## START INFORMATION PROVIDED
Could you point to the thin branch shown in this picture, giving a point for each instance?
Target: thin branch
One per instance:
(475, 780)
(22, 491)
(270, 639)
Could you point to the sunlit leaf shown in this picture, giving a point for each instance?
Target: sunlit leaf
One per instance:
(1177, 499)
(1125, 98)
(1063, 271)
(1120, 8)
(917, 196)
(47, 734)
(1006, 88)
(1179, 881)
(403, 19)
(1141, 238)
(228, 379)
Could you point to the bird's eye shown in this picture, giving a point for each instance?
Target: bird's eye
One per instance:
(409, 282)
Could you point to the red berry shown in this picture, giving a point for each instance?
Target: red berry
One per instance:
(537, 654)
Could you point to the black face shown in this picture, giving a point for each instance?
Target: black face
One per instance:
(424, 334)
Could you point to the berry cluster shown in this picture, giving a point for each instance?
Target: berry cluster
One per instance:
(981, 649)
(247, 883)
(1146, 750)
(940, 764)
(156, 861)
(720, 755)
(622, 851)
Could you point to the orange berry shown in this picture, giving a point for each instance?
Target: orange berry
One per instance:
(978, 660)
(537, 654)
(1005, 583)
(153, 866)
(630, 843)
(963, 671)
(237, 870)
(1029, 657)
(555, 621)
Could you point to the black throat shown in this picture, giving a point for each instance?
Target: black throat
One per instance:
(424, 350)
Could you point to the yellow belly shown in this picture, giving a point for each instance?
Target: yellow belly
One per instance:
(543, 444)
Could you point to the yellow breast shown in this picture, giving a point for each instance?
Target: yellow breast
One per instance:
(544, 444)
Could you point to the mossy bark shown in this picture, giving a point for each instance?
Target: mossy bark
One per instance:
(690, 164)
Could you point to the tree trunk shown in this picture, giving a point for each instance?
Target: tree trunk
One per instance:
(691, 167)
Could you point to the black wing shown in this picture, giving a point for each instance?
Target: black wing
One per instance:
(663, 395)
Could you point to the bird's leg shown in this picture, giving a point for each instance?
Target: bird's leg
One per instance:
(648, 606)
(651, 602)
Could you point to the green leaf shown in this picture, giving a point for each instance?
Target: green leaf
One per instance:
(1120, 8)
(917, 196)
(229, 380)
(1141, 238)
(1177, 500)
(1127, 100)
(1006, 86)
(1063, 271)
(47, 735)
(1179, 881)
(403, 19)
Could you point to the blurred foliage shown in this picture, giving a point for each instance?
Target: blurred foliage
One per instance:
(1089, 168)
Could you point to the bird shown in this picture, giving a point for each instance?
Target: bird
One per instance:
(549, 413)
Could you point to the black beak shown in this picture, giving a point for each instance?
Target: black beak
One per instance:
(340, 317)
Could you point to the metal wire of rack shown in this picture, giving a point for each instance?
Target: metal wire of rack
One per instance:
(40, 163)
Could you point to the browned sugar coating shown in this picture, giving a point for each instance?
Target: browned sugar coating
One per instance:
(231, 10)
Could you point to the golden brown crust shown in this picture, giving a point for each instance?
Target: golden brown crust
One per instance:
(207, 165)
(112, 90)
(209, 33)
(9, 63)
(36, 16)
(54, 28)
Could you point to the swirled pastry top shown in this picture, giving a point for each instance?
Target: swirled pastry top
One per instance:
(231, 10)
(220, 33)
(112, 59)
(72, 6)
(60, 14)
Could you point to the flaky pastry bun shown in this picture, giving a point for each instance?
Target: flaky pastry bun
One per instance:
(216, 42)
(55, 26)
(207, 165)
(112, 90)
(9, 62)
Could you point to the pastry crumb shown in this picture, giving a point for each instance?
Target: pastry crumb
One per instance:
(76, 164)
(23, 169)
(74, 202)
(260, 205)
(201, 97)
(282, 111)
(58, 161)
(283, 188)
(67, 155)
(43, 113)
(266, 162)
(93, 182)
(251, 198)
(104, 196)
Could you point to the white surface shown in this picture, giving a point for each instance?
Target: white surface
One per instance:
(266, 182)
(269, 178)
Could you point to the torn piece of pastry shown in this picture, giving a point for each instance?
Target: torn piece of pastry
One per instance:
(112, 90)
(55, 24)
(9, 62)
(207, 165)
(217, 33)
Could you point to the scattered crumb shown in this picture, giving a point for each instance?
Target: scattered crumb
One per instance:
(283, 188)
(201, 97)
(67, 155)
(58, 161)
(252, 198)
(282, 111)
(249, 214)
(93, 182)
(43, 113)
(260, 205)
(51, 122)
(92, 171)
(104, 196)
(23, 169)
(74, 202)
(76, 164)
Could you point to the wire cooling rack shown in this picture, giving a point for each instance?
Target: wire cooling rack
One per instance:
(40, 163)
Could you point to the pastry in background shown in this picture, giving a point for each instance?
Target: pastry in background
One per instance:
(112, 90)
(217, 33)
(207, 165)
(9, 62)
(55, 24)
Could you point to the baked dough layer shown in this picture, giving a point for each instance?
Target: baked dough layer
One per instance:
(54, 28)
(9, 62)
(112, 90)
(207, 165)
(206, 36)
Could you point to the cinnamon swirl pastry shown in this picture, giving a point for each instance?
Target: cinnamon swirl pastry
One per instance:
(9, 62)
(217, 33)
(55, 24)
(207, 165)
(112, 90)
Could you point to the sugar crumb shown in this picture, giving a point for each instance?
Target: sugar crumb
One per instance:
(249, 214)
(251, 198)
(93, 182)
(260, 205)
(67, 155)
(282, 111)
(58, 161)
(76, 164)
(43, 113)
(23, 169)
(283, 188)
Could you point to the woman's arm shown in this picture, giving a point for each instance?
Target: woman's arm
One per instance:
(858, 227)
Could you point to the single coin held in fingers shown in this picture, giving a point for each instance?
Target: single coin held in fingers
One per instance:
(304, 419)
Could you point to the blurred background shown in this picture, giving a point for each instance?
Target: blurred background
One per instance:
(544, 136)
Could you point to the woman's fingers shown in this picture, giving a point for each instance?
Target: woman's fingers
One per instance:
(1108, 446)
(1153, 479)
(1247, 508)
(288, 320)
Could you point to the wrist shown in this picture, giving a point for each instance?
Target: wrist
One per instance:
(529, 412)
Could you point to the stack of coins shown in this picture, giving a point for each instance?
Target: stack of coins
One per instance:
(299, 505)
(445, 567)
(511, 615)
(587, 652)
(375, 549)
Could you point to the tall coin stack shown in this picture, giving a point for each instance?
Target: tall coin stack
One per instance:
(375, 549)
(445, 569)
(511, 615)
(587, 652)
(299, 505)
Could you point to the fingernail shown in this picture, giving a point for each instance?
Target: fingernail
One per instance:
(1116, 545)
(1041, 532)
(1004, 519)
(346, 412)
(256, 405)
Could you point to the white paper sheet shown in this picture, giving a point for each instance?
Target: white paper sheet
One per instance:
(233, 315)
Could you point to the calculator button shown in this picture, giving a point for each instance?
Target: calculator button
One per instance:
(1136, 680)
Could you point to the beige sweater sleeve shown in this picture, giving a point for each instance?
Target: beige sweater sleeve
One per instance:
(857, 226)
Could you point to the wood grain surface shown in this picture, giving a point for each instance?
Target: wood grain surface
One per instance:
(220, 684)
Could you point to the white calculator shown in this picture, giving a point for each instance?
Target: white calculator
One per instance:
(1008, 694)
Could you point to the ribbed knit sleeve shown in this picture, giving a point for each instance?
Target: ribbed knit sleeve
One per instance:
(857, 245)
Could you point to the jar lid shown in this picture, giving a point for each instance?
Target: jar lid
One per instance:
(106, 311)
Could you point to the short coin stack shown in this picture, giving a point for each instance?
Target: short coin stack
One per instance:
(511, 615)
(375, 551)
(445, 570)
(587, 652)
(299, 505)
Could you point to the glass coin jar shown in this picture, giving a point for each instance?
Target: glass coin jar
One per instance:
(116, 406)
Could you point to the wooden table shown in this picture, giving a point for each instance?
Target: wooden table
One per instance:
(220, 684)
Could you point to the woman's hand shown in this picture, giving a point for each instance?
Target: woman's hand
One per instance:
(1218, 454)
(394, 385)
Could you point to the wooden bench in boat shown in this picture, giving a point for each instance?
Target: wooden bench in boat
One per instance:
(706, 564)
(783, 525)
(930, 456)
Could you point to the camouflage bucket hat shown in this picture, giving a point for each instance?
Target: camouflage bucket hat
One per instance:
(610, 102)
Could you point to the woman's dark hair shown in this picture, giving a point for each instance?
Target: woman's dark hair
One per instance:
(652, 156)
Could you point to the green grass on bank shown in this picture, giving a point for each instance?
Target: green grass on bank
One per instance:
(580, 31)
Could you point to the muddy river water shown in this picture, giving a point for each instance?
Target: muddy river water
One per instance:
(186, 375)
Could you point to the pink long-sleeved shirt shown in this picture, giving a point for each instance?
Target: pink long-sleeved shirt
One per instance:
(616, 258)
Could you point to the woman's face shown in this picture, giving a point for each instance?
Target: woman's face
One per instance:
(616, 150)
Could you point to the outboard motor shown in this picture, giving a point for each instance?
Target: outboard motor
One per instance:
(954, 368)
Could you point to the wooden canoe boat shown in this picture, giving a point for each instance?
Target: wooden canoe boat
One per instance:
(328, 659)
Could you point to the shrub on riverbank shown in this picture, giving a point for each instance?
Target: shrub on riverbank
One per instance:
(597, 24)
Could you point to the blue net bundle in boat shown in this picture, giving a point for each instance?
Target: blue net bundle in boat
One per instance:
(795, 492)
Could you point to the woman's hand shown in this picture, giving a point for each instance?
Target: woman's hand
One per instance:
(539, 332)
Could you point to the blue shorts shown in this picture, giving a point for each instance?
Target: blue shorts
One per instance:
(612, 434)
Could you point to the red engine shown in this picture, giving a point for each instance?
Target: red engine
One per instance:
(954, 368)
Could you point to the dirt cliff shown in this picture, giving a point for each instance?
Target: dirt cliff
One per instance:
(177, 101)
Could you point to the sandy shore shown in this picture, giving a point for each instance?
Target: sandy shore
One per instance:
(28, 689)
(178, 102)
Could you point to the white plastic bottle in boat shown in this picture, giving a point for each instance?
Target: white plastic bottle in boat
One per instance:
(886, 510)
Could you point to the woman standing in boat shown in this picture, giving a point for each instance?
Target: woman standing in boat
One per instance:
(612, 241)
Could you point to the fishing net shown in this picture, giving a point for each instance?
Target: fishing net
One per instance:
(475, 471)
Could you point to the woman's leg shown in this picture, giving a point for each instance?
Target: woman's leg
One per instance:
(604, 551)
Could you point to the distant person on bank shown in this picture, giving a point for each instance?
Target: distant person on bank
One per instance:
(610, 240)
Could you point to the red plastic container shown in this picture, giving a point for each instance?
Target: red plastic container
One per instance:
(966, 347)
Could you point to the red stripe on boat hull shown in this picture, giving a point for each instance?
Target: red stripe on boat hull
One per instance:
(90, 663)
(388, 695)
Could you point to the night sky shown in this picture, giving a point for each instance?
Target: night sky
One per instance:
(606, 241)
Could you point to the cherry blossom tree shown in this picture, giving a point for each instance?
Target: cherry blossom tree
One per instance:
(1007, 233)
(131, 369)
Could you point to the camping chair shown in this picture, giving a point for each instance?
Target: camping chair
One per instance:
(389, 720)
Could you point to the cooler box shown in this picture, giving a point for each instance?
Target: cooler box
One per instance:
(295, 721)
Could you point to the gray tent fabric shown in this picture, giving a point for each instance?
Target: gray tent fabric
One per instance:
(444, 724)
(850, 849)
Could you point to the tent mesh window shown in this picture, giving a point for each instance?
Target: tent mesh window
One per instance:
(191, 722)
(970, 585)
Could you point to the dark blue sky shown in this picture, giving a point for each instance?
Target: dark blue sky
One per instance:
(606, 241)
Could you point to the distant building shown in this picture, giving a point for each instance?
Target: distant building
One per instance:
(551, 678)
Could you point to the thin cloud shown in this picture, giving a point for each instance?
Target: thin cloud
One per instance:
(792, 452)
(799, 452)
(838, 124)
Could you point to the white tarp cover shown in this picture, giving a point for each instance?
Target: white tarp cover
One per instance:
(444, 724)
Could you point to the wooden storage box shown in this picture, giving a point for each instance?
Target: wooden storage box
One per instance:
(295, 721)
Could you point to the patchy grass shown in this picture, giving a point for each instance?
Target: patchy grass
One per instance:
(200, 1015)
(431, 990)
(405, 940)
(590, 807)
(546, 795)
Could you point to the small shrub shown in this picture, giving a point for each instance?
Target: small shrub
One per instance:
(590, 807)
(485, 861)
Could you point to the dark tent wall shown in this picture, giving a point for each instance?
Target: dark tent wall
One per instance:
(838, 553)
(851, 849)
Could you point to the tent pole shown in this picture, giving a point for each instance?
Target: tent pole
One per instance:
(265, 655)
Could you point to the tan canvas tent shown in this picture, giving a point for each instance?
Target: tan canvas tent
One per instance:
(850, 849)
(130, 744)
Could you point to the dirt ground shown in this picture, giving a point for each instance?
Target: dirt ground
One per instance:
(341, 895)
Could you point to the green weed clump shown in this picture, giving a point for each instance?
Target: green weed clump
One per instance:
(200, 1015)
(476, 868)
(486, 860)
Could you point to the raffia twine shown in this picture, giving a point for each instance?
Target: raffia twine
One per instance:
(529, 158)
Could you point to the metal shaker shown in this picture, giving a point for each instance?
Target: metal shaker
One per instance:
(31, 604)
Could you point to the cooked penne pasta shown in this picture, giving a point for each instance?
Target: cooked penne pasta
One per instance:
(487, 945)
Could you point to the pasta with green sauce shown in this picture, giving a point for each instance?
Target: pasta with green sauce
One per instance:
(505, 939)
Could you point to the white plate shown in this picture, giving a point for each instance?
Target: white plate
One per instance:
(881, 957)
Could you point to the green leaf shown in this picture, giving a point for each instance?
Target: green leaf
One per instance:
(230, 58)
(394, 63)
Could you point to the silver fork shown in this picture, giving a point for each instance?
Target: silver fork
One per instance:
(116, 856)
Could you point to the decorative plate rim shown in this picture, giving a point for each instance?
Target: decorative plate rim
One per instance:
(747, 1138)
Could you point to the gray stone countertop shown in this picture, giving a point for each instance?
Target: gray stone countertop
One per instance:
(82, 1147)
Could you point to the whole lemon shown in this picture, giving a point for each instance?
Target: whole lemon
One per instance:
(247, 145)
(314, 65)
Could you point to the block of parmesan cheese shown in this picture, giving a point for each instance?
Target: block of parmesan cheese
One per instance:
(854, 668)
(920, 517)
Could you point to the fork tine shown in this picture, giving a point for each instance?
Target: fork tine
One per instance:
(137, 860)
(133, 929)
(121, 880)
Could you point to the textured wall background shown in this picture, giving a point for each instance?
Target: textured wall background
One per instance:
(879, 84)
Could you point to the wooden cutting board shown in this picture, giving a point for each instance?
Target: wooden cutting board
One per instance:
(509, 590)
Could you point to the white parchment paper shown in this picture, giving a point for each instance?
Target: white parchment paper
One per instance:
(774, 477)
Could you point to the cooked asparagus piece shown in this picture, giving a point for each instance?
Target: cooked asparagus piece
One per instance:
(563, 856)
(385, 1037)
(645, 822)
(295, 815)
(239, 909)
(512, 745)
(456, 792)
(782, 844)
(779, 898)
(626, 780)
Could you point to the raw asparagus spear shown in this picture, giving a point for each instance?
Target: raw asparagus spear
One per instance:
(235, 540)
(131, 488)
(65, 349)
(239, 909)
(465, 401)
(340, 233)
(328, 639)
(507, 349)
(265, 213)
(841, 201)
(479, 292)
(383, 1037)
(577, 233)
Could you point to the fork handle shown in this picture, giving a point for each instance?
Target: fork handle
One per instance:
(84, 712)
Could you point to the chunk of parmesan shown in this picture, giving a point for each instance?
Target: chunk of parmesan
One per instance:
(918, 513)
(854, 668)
## END INFORMATION PROVIDED
### INSTRUCTION
Return the lines from the line containing "Could you point to the cooked asparagus" to the end of the entries above, exactly as they appear and with no other output.

### PROBLEM SOLUTION
Could you point to the cooked asparagus piece shown in this picture, giving a point for each instance?
Target: cooked asparagus piece
One per instance:
(563, 856)
(385, 1037)
(645, 822)
(295, 815)
(239, 909)
(512, 745)
(456, 792)
(782, 844)
(779, 898)
(626, 780)
Could you point to the raw asparagus spear shown in this picture, giving a point for each instance?
Target: raw asparagus spear
One per instance:
(235, 540)
(131, 488)
(65, 349)
(239, 909)
(465, 401)
(340, 233)
(328, 639)
(507, 349)
(265, 213)
(841, 201)
(479, 292)
(383, 1037)
(577, 233)
Could you point to the fork handle shown in this picture, giving a point for each instance?
Target: fork handle
One per instance:
(84, 712)
Could you point to the chunk of parmesan shown in this picture, giving a point for each instance?
Target: chunk of parmesan
One per instance:
(918, 513)
(854, 668)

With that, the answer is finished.